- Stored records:
########

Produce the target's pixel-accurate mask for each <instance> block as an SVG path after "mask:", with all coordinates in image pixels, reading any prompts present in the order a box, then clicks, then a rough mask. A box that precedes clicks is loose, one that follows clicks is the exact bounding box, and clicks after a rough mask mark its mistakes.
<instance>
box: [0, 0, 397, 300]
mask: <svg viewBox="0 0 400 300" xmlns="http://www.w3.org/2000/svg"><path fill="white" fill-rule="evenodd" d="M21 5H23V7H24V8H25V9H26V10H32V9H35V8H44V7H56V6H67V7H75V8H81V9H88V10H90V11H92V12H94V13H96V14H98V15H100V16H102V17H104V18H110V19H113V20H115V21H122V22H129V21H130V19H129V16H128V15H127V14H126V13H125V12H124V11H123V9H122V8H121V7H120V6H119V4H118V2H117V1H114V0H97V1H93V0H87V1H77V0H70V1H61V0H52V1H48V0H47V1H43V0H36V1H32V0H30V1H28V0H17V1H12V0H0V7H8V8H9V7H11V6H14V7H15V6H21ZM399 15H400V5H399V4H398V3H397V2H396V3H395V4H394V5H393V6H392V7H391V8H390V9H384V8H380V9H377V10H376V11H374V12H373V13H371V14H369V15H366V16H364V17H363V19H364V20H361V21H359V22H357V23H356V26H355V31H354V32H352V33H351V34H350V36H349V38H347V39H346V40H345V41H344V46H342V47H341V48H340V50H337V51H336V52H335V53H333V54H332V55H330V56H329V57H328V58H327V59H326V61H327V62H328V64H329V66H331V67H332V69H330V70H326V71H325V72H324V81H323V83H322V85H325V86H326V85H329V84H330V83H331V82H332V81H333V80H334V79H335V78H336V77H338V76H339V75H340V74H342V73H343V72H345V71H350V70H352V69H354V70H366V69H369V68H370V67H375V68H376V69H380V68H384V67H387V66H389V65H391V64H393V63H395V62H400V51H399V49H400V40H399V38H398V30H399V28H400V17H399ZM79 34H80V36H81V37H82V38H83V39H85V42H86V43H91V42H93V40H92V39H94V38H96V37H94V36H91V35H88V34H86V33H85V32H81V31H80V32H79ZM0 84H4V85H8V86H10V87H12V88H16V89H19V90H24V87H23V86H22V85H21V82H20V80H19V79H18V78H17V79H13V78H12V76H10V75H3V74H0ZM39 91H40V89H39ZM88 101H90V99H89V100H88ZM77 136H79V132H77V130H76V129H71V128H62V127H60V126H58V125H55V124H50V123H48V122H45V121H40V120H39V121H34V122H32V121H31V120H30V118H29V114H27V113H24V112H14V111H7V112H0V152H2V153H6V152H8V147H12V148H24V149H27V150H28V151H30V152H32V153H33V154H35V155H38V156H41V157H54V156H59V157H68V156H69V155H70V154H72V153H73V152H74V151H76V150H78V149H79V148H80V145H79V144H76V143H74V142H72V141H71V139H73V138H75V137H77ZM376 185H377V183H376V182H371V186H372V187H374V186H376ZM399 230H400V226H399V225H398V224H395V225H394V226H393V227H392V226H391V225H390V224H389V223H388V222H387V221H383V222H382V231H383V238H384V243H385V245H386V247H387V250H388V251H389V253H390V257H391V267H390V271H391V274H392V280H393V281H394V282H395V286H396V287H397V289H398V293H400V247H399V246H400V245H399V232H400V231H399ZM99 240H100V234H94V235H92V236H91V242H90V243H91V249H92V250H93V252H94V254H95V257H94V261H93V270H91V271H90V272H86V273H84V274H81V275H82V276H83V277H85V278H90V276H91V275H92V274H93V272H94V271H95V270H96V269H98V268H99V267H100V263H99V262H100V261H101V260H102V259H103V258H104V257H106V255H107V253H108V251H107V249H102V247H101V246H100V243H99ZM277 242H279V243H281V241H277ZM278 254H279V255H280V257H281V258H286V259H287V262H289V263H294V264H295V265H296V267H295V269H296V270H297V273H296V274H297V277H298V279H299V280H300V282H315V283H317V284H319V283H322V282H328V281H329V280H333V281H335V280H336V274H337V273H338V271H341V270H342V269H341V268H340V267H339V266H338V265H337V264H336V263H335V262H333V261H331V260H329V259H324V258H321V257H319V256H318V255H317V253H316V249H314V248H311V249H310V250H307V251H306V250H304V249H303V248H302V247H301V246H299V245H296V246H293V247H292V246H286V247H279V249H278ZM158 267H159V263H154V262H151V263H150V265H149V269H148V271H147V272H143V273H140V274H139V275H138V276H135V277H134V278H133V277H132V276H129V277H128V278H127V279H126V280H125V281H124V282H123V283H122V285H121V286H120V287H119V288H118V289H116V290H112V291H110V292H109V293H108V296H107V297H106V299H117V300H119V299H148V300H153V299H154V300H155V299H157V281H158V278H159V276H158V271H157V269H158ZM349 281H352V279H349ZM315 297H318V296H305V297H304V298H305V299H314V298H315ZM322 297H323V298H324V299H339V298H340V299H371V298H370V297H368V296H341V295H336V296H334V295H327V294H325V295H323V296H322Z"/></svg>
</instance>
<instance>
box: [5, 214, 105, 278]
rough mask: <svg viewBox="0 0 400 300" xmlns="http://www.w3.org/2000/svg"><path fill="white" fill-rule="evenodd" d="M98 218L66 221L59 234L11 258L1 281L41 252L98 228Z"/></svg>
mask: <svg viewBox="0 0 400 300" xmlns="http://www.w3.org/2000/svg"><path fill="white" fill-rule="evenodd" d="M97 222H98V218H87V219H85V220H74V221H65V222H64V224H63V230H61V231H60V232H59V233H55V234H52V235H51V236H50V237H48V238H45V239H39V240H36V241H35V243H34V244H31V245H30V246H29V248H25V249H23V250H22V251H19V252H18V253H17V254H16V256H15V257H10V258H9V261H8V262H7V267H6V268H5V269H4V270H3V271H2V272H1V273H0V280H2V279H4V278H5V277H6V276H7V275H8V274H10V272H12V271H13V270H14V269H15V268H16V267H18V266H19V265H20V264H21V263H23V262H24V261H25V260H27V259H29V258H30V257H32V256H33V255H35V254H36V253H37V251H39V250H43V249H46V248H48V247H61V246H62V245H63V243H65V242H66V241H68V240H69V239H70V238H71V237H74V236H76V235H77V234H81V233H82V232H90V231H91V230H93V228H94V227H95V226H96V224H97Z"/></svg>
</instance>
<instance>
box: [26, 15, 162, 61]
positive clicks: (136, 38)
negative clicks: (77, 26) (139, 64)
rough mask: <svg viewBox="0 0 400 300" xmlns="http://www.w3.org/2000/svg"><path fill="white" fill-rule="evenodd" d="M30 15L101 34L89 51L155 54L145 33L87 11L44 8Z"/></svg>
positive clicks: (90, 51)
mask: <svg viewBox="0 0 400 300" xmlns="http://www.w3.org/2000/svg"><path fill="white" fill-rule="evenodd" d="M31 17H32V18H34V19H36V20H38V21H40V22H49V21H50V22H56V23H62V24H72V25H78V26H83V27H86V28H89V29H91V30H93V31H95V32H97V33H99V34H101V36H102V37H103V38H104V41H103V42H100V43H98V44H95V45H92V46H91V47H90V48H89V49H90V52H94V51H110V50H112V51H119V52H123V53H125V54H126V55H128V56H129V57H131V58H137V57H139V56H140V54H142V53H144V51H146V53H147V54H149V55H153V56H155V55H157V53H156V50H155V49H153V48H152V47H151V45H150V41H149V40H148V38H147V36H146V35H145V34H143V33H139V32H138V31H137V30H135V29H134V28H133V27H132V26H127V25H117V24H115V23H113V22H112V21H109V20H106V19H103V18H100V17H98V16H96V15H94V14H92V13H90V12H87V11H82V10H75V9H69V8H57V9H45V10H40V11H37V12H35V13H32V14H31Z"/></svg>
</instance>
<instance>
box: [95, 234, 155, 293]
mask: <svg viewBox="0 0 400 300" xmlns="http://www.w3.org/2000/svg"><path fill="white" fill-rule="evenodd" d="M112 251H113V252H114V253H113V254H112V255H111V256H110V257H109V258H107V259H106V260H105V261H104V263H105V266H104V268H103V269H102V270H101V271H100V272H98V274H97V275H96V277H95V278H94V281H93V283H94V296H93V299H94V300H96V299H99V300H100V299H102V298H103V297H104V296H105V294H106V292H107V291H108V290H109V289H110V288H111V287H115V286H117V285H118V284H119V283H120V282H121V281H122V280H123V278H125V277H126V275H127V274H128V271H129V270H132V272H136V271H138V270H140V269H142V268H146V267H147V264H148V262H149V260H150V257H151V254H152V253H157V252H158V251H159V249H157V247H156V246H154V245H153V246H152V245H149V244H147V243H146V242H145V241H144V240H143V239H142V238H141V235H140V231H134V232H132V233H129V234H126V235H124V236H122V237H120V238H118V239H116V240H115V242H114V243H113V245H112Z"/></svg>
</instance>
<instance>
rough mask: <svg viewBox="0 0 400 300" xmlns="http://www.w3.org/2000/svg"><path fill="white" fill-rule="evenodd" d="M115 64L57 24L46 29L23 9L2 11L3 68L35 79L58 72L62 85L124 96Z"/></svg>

########

- TASK GOAL: Only the lines above from the one with "negative clicks: (77, 26) (139, 64)" up to and including the one with "15L101 34L89 51L155" should be repeated, exactly as written.

- REPLY:
negative clicks: (77, 26) (139, 64)
rough mask: <svg viewBox="0 0 400 300" xmlns="http://www.w3.org/2000/svg"><path fill="white" fill-rule="evenodd" d="M30 15L101 34L89 51L155 54L145 33L87 11L44 8Z"/></svg>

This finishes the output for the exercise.